--- begin ---

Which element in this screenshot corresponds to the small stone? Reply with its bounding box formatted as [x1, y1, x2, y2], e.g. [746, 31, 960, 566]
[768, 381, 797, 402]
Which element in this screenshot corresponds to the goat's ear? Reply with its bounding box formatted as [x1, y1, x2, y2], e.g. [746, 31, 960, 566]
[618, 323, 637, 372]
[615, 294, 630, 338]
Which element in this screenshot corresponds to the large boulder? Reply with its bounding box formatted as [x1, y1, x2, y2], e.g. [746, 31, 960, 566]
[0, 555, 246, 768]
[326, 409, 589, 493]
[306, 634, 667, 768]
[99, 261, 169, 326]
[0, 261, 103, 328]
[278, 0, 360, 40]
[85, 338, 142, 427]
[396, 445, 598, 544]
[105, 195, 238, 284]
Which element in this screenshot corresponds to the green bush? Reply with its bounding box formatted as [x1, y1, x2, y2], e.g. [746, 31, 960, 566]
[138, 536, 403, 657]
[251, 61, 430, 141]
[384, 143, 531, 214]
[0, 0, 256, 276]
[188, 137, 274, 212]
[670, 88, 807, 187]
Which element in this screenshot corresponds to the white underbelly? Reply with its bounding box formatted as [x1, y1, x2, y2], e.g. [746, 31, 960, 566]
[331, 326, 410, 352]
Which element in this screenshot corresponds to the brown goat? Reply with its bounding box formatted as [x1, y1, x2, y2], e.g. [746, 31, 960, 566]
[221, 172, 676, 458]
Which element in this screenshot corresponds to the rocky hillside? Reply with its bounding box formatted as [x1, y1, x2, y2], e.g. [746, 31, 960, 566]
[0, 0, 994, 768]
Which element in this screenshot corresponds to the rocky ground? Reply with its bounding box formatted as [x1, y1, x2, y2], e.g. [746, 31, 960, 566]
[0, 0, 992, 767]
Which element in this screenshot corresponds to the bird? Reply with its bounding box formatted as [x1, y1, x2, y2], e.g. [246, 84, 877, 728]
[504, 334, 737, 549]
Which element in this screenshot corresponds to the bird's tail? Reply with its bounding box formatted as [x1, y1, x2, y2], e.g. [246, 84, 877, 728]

--- end ---

### Task brief
Copy out, word for word, the stretch of the entries above from their very start through the line containing "[768, 381, 797, 402]".

### Complete response
Which element in this screenshot corresponds to the small stone? Reply with its bounding box formatted as [x1, y1, x2, y2], e.g. [746, 31, 960, 566]
[768, 381, 797, 402]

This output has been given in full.